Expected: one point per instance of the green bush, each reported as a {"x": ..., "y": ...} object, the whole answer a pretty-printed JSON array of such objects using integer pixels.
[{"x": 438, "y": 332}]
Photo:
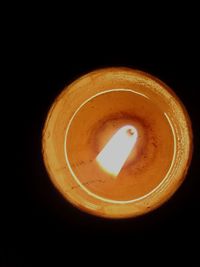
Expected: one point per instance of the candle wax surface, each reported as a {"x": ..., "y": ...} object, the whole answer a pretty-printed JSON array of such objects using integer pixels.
[
  {"x": 94, "y": 125},
  {"x": 117, "y": 143}
]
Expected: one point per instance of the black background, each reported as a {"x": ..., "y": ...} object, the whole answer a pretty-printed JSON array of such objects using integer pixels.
[{"x": 40, "y": 226}]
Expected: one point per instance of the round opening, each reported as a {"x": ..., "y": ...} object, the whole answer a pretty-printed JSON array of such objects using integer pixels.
[{"x": 117, "y": 143}]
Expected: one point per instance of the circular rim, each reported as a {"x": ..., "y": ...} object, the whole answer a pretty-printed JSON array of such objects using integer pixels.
[{"x": 158, "y": 195}]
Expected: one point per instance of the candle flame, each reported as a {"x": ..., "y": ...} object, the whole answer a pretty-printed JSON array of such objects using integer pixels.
[{"x": 115, "y": 153}]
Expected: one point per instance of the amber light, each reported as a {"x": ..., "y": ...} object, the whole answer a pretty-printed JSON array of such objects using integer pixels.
[{"x": 117, "y": 143}]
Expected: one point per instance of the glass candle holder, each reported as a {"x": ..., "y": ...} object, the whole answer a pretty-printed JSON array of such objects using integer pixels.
[{"x": 117, "y": 143}]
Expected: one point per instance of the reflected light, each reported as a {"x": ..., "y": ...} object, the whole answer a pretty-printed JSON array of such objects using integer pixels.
[{"x": 115, "y": 153}]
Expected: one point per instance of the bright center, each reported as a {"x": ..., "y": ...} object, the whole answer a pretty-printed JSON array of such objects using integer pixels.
[{"x": 115, "y": 153}]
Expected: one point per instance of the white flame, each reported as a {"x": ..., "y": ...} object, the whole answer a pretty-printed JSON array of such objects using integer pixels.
[{"x": 115, "y": 153}]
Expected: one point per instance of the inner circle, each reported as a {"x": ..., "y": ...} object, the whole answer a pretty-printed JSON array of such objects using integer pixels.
[{"x": 93, "y": 126}]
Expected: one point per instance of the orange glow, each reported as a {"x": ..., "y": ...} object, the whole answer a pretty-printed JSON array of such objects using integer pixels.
[{"x": 117, "y": 143}]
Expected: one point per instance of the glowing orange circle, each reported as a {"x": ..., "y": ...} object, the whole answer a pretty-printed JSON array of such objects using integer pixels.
[{"x": 94, "y": 163}]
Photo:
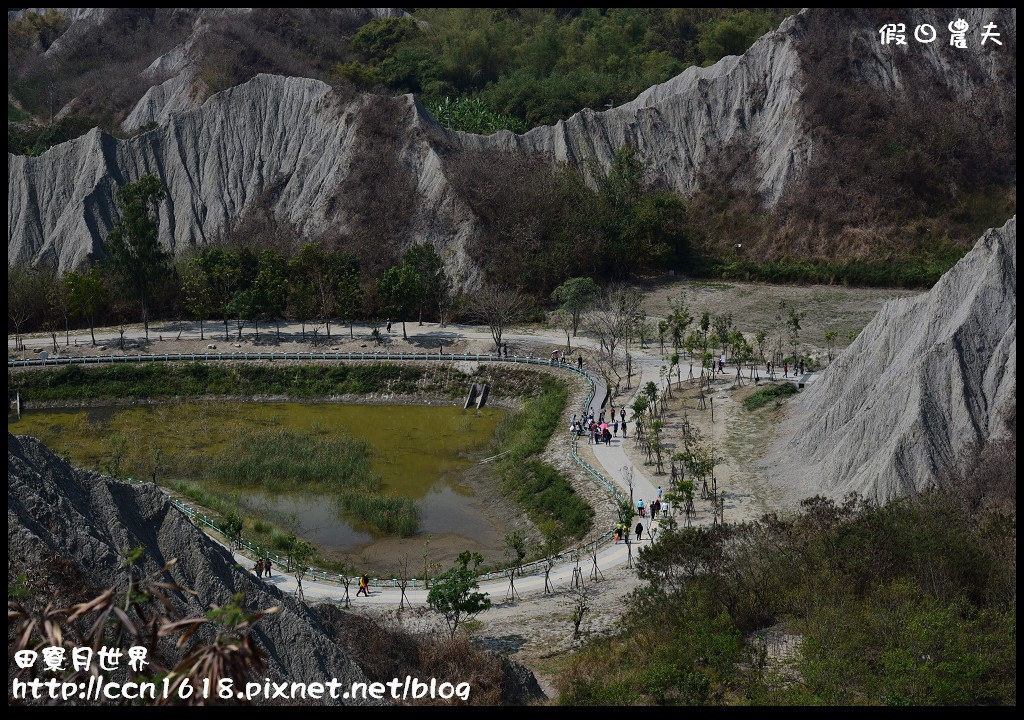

Directions:
Please set down again, word for word, everything from the line containing "Expected: one point per instance of the glowing" down to the end of the entries, and leave out any pictures.

The output:
Expected: one point per instance of the glowing orange circle, each reported as a {"x": ..., "y": ...} object, the whole answer a pretty-printed JSON array of such objects using integer pixels.
[{"x": 94, "y": 163}]
Photo:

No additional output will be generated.